## Extracted text
:::::
High energy ship collisions with bottom supported offshore wind turbines

• Main Author: Ramberg, Henriette Flathaug
• Format: Others
• Language: English
• Published: Norges teknisk-naturvitenskapelige universitet, Institutt for marin teknikk 2011
• Online Access: http://urn.kb.se/resolve?urn=urn:nbn:no:ntnu:diva-15532

Offshore wind farming is an industry under development and involves challenges. The farms might be located close to ship trading routes. This increases the risk of ship-wind farm impact, causing economic losses, environmental pollution and human fatalities. The first part of this report describes various bottom supported wind farm technologies and presents a discussion of the risk picture considering oil spill due to this collision event. A review of relevant standards is enclosed. The main part of this thesis considers finite element modelling and simulations of impact between a jacket supported wind turbine and a large oil tanker. The goal with these analyses is to study the possibility of achieving the Bundesamt für Seeschifffahrt und Hydrographie standard "Design of Offshore Wind Turbines", requiring minor oil spill due to ship-wind turbine collision involving ship kinetic energy larger than 500 MJ. The standard requires that a risk analysis is performed to demonstrate that either the collision energy is absorbed by the structures or that it results in collapse of the wind turbine without damage of the ship hull. The wind turbine model is received from the company Virtual Prototyping. Geometric and load modifications are performed in order to obtain realistic results representative for the North Sea. The global response of the jacket is studied using the computer program USFOS. The ship is modelled drifting towards the corner of the jacket, hitting one leg. The ship is assumed to be rigid, not contributing to dissipate the collision energy. The contact between the structures is represented by a nonlinear spring. Different impact locations on the jacket are considered. Both collapse due to overall deformation of the installation and local damage of the tower is studied. In addition, failure of the nacelle bolts is investigated in order to verify the possibility of the nacelle dropping on the deck, penetrating the cargo tanks.
:::::
## Recorded data
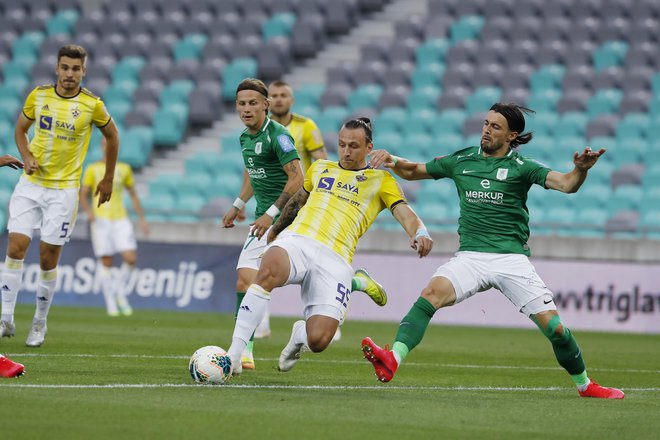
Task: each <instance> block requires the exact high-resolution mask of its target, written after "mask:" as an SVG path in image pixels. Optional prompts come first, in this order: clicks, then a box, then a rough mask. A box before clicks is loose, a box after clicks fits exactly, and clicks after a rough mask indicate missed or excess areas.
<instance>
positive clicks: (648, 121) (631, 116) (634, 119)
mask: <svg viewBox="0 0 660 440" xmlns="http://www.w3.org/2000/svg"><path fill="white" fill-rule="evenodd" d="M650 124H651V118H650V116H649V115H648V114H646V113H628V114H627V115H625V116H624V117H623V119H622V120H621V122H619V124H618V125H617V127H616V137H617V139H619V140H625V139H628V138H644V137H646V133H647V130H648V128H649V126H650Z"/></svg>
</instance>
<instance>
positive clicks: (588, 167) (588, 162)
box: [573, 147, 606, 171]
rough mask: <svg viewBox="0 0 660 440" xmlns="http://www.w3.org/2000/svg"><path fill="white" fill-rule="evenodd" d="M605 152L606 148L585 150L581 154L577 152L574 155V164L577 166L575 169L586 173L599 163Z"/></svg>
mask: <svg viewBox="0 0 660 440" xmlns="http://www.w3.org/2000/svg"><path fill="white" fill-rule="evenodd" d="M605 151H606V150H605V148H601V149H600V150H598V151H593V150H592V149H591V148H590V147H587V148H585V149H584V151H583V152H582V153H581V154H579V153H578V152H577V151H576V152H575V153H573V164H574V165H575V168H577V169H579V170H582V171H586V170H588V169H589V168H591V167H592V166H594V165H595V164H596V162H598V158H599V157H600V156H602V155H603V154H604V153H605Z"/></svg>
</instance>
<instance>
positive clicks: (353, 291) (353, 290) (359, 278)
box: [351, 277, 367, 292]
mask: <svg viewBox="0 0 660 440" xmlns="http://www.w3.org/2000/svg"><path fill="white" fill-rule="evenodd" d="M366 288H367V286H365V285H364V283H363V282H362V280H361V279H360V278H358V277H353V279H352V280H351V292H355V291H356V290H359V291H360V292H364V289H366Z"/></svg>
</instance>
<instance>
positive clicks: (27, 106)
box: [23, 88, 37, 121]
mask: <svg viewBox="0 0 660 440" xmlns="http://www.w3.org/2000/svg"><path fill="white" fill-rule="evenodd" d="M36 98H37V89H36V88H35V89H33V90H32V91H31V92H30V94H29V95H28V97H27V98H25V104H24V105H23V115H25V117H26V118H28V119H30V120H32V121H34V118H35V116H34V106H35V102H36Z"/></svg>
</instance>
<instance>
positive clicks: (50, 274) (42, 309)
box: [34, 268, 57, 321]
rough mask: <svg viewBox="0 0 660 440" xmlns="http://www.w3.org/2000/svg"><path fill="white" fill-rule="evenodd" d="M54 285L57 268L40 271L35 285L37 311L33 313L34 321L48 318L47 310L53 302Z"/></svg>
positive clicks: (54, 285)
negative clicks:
:::::
## Parts of the exercise
a - In the thesis abstract on ship collisions with offshore wind turbines, which computer program is used to study the jacket's global response?
b - Summarize the thesis abstract on ship collisions with offshore wind turbines in two sentences.

## Answers to each task
a - USFOS

b - Offshore wind farms may lie close to ship trading routes, raising the risk of ship impacts that cause economic losses, environmental pollution and human fatalities, so the first part of the thesis describes bottom supported wind farm technologies, discusses the oil spill risk and reviews relevant standards. Its main part uses finite element modelling and simulations of a large oil tanker striking a jacket supported wind turbine to study whether the Bundesamt für Seeschifffahrt und Hydrographie standard "Design of Offshore Wind Turbines", which requires minor oil spill for collisions involving ship kinetic energy larger than 500 MJ, can be achieved.